THE YEAR 2014 was an especially turbulent one on the Indian political scene. From the Aam Aadmi Party's forty-nine-day rule in the Delhi State Assembly to the landslide victory of the Bharatiya Janata Party (BJP) in the general elections in May, routines of the political system have been broken and its patterns overturned. By capturing the public imagination and creating a new voting bloc, the Hindu nationalist BJP managed to become the first political party since 1984 to secure a clear parliamentary majority with 31 per cent of the vote and 282 out of 543 seats in the Lok Sabha. Ideologically, the success of the BJP is even more important: it marks the end of Nehruvian secularism and socialism as the founding principles of an independent democratic India, and their replacement with the more exclusive concepts of cultural nationalism and economic neoliberalism.

RAW DATA -
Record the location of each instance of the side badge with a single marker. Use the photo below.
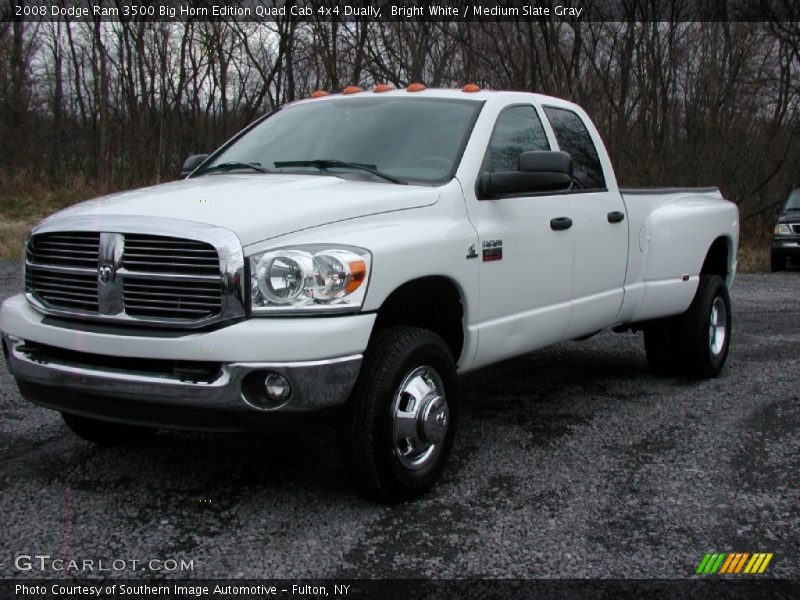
(492, 250)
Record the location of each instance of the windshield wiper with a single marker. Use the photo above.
(234, 165)
(325, 164)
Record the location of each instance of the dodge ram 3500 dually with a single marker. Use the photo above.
(347, 255)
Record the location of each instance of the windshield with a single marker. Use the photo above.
(409, 139)
(793, 201)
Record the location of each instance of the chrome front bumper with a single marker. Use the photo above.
(316, 385)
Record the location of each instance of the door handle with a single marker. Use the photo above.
(560, 223)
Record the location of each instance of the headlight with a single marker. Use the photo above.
(309, 279)
(782, 229)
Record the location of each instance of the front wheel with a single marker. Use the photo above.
(402, 416)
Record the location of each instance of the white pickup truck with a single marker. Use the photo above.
(346, 256)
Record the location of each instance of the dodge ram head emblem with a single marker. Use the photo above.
(104, 273)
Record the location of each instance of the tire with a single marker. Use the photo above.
(706, 329)
(104, 433)
(402, 415)
(687, 344)
(777, 262)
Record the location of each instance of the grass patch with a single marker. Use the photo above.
(24, 201)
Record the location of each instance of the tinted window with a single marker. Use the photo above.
(518, 129)
(419, 139)
(573, 137)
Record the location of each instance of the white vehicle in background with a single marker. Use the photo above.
(347, 256)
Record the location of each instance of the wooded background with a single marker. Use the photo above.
(120, 104)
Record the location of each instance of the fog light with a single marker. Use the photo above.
(277, 387)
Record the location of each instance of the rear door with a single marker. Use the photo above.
(526, 265)
(600, 227)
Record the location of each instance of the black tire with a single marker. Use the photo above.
(683, 344)
(104, 433)
(777, 262)
(662, 345)
(380, 466)
(702, 355)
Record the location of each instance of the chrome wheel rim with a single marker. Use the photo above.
(420, 418)
(717, 328)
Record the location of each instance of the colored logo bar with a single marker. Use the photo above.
(734, 563)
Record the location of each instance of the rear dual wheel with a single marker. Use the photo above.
(695, 343)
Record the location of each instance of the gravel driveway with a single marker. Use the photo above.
(574, 461)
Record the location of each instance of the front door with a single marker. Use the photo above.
(526, 260)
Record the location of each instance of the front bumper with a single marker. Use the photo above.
(192, 381)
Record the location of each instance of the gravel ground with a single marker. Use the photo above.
(574, 461)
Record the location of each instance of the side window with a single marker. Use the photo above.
(573, 137)
(517, 130)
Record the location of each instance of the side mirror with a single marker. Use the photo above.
(191, 163)
(539, 171)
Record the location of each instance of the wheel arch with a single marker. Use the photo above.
(719, 259)
(433, 302)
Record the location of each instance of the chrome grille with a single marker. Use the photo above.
(155, 254)
(63, 290)
(131, 277)
(66, 249)
(172, 299)
(50, 273)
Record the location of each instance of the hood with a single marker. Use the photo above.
(255, 207)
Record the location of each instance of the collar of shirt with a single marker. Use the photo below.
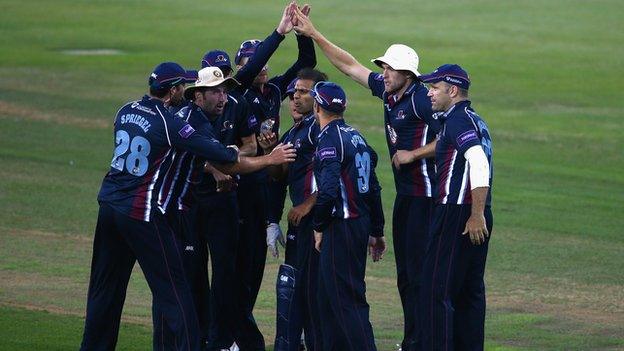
(393, 99)
(443, 116)
(337, 121)
(152, 100)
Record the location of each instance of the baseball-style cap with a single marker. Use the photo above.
(210, 77)
(247, 49)
(400, 58)
(450, 73)
(330, 96)
(216, 58)
(170, 74)
(291, 87)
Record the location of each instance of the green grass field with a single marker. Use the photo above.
(547, 77)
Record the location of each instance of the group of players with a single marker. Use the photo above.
(202, 170)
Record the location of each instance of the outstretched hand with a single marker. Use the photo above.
(283, 153)
(301, 21)
(286, 24)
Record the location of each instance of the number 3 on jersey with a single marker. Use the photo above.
(136, 162)
(362, 164)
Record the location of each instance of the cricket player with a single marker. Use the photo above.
(297, 283)
(453, 296)
(131, 224)
(410, 131)
(250, 252)
(191, 187)
(342, 224)
(264, 97)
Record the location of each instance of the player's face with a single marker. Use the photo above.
(213, 101)
(393, 80)
(304, 102)
(439, 93)
(261, 78)
(291, 107)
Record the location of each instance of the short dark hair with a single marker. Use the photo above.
(312, 74)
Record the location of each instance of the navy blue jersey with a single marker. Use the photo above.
(409, 125)
(199, 185)
(145, 137)
(301, 182)
(344, 174)
(266, 104)
(461, 129)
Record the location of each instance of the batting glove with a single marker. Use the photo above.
(274, 236)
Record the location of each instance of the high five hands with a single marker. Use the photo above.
(290, 17)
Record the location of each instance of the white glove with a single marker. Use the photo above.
(274, 236)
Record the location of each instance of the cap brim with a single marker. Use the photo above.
(230, 83)
(393, 64)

WORK TO COMPLETE -
Reproduce the passage above on the 2014 shifts in Indian politics in full, word for word.

REPLY -
THE YEAR 2014 was an especially turbulent one on the Indian political scene. From the Aam Aadmi Party's forty-nine-day rule in the Delhi State Assembly to the landslide victory of the Bharatiya Janata Party (BJP) in the general elections in May, routines of the political system have been broken and its patterns overturned. By capturing the public imagination and creating a new voting bloc, the Hindu nationalist BJP managed to become the first political party since 1984 to secure a clear parliamentary majority with 31 per cent of the vote and 282 out of 543 seats in the Lok Sabha. Ideologically, the success of the BJP is even more important: it marks the end of Nehruvian secularism and socialism as the founding principles of an independent democratic India, and their replacement with the more exclusive concepts of cultural nationalism and economic neoliberalism.